* Text block:
▬▬▬▬▬▬▬▬▬▬
Melchizedek went out to meet Abram after his return from the slaughter of Kedorlaomer and the kings who were with him in the Valley of Siddim. He presented Abram with bread and wine and blessed him in the name of “God Most High, Creator of heaven and earth.” Abram gave him “a tenth of everything.” The Hebrew word for God in this instance is the same as in such phrases as “God Almighty” (Gen.17.1), “the Eternal God” (Gen.21.33), and “God of Bethel” (Gen.35.7) and is the oldest Semitic designation for God. Melchizedek was thus a monotheist and worshiped essentially the same God as Abram, who recognized him as a priest.

He appears next in Ps.110.4: “You are a priest forever, in the order of Melchizedek.” This psalm is of special interest because Jesus referred to it (Matt.22.41-Matt.22.42; Mark.12.35-Mark.12.36; Luke.20.41-Luke.20.42), and it is regarded as one of the messianic psalms. The ideal ruler of the Hebrew nation would be one who combined in his person the role of both priest and king.
▬▬▬▬▬▬▬▬▬▬
* Data shown:

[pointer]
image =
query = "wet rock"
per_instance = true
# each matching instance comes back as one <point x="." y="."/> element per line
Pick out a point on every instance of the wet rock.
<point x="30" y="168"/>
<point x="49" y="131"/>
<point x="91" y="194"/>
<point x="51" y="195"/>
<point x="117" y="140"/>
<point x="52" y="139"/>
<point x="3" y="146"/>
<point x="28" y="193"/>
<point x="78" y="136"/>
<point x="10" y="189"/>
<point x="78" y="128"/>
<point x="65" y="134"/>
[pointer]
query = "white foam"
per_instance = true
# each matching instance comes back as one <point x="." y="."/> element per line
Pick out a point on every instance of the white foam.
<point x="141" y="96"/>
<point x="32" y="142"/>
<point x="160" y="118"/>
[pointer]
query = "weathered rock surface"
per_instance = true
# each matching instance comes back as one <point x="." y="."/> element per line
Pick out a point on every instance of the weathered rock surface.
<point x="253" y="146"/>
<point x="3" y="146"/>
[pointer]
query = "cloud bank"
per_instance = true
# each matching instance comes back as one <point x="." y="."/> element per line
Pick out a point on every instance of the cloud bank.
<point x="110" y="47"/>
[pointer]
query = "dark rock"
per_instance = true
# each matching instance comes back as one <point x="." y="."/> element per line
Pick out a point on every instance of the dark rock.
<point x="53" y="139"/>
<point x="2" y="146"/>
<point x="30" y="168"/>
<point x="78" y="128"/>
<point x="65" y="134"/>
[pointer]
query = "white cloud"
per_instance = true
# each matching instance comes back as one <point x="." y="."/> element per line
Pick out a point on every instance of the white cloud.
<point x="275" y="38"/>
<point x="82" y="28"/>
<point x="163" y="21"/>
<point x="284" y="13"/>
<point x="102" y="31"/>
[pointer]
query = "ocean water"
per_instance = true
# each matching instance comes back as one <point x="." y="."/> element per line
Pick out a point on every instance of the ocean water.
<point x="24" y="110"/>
▬▬▬▬▬▬▬▬▬▬
* Objectives:
**1.** From the Melchizedek text, repeat word for word the passage that begins at the words "Melchizedek went out" and stops after "as a priest.".
**2.** Condense the paragraph of the Melchizedek text starting "He appears next in Ps.110.4" into a short bulleted list that keeps its main facts.

* Correct answers:
**1.**
Melchizedek went out to meet Abram after his return from the slaughter of Kedorlaomer and the kings who were with him in the Valley of Siddim. He presented Abram with bread and wine and blessed him in the name of “God Most High, Creator of heaven and earth.” Abram gave him “a tenth of everything.” The Hebrew word for God in this instance is the same as in such phrases as “God Almighty” (Gen.17.1), “the Eternal God” (Gen.21.33), and “God of Bethel” (Gen.35.7) and is the oldest Semitic designation for God. Melchizedek was thus a monotheist and worshiped essentially the same God as Abram, who recognized him as a priest.

**2.**
- Melchizedek next appears in Ps.110.4: "You are a priest forever, in the order of Melchizedek."
- Jesus referred to this psalm (Matt.22.41-42; Mark.12.35-36; Luke.20.41-42).
- It is regarded as one of the messianic psalms.
- The ideal ruler of the Hebrew nation would combine the roles of priest and king.